[Saved entries]

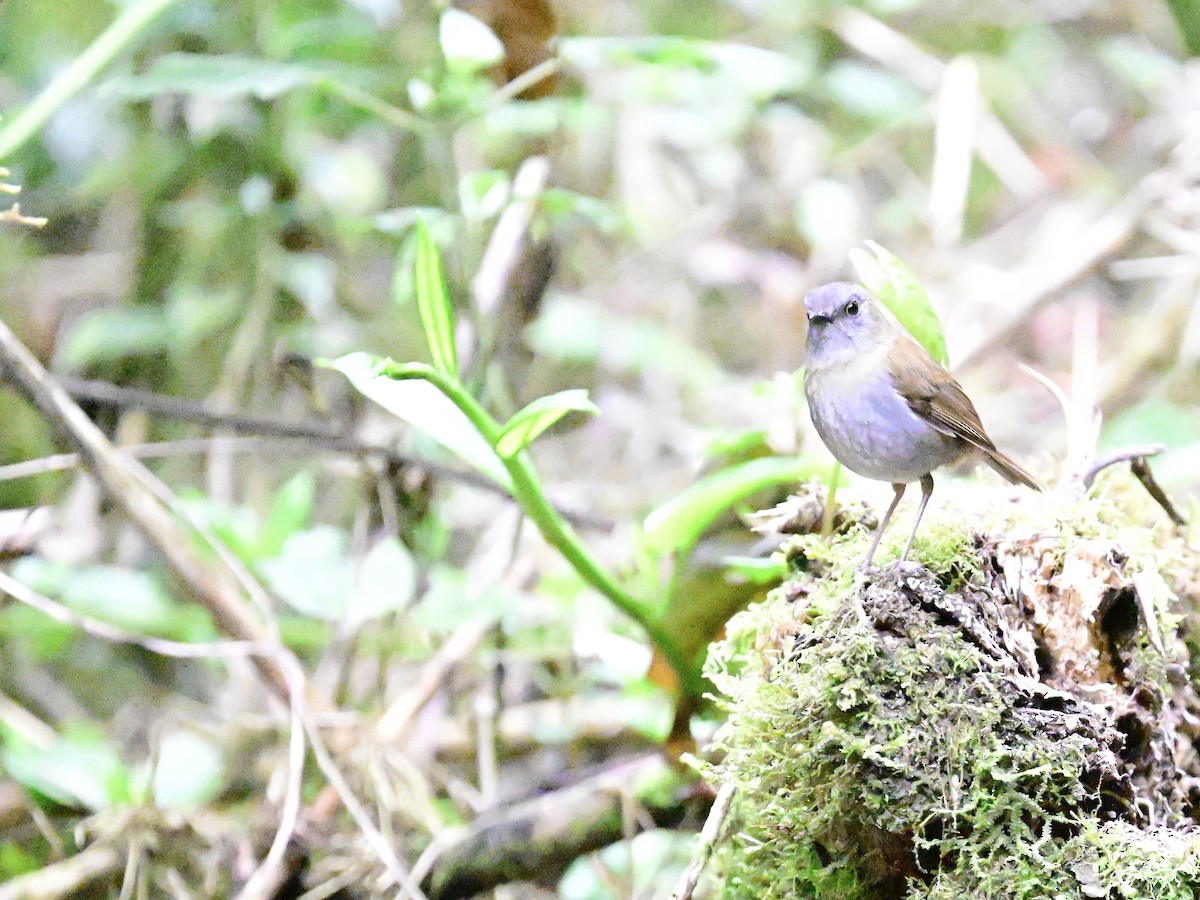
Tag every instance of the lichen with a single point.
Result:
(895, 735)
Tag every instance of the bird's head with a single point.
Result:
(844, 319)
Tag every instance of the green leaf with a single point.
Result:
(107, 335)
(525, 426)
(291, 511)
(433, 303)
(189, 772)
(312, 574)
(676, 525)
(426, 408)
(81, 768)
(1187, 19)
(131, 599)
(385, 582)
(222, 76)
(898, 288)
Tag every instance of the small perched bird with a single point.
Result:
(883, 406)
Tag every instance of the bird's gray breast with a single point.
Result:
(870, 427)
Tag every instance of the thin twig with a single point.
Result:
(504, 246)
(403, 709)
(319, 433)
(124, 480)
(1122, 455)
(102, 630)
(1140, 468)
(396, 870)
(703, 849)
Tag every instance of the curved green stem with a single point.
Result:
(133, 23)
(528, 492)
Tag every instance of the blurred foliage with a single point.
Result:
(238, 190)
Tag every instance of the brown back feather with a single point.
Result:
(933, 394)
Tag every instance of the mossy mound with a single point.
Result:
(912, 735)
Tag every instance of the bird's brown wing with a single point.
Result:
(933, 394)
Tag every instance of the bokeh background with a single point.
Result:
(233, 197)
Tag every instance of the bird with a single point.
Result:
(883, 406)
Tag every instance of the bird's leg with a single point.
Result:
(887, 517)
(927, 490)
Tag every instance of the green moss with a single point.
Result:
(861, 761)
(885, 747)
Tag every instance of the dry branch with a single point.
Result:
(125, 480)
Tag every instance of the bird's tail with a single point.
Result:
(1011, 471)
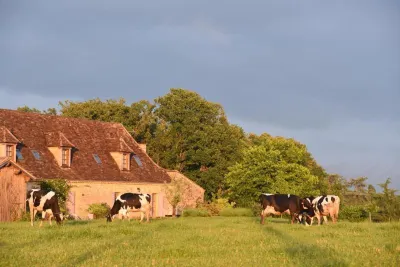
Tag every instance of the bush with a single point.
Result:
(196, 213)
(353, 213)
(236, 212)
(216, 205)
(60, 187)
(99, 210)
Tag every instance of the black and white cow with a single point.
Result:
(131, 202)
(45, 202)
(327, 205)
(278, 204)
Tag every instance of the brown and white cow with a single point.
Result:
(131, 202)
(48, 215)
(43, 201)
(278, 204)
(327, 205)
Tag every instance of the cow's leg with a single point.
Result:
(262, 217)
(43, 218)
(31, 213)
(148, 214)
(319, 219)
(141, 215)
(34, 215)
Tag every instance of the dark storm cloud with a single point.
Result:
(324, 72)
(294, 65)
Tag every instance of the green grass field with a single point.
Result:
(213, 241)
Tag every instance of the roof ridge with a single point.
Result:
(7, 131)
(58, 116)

==

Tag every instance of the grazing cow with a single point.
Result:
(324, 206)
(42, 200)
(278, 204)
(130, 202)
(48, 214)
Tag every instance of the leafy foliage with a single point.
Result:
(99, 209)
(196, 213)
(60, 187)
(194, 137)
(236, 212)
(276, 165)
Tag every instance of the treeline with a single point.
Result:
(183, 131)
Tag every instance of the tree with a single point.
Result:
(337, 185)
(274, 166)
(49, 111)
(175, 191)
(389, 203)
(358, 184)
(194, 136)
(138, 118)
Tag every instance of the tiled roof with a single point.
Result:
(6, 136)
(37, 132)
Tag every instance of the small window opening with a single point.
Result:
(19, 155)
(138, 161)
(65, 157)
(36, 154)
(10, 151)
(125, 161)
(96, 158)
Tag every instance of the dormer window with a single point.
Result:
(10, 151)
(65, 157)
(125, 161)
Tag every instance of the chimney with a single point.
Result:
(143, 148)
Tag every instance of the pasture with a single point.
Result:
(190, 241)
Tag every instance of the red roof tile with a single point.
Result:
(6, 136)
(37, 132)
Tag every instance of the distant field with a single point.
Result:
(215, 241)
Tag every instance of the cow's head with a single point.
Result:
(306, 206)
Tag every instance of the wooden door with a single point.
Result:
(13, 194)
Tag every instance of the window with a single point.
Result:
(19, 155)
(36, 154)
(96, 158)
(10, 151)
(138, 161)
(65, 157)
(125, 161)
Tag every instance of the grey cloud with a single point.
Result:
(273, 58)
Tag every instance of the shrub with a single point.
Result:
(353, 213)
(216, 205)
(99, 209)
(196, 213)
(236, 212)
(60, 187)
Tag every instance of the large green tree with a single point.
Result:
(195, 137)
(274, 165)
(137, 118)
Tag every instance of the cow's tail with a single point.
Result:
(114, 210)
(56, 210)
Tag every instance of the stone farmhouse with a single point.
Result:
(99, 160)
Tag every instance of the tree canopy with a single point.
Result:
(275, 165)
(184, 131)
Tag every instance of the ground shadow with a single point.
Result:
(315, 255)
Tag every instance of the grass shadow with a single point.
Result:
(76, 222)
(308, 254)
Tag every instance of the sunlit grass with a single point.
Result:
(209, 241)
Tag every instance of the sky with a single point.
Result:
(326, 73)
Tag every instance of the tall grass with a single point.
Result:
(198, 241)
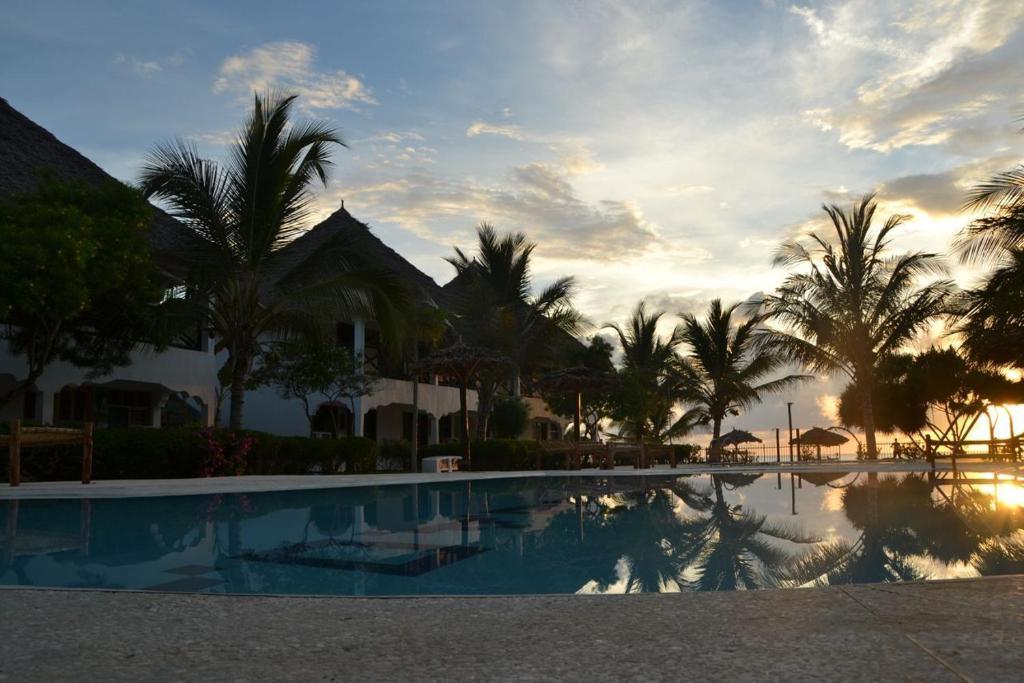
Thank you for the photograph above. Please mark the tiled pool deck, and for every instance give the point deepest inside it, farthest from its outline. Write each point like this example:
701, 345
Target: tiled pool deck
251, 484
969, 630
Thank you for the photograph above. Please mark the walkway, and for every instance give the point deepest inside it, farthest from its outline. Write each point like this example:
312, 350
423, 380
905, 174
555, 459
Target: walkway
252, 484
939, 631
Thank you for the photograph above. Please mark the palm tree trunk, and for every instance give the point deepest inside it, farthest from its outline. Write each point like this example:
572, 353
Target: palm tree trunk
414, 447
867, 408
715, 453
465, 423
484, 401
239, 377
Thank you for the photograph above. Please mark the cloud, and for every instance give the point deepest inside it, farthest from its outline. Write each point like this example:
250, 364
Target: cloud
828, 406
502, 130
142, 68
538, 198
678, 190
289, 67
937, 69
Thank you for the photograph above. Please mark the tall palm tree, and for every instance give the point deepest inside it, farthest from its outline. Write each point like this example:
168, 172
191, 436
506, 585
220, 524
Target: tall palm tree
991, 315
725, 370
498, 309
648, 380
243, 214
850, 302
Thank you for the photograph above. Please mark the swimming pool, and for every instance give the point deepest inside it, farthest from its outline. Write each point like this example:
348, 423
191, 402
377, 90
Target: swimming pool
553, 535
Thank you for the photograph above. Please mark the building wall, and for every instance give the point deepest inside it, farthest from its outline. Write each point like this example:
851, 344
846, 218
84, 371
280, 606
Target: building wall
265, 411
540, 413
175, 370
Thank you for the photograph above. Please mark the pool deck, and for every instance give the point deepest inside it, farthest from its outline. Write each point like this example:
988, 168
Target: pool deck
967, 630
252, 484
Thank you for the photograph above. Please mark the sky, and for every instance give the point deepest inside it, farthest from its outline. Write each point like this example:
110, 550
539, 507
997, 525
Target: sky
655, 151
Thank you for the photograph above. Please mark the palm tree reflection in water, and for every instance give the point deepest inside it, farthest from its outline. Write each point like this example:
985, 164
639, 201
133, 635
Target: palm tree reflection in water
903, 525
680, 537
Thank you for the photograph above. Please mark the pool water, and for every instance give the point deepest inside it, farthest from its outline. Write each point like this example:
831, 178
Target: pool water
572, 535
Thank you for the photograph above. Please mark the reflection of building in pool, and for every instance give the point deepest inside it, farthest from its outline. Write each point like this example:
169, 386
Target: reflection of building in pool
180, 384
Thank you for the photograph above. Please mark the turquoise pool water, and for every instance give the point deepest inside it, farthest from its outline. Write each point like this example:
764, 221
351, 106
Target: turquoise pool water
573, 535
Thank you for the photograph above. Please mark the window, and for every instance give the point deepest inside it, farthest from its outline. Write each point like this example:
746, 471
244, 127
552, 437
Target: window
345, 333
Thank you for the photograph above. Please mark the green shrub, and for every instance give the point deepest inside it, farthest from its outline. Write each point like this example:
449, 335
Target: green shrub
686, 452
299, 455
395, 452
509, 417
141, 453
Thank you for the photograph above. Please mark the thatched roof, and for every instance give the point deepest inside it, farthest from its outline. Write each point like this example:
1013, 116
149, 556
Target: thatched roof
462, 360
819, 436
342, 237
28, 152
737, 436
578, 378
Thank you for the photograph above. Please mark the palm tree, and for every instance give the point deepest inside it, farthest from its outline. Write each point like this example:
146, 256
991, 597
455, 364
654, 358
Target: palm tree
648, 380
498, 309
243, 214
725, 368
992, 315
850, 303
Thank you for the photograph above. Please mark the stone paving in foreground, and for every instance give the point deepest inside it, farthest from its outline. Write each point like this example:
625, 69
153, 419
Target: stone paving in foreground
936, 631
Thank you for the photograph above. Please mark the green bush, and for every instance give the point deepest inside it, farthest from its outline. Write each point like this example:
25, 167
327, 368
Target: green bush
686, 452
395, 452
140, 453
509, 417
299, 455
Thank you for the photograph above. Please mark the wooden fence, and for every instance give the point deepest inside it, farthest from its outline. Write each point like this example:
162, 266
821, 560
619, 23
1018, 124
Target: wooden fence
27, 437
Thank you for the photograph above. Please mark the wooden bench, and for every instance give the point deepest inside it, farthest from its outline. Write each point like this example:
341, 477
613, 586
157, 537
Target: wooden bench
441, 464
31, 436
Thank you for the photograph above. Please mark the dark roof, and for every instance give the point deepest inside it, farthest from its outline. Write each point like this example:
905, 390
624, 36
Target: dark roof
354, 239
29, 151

* REQUIREMENT *
One number only, please: the count of lines in the data that hold the word "tail".

* RESULT OF THE EXERCISE *
2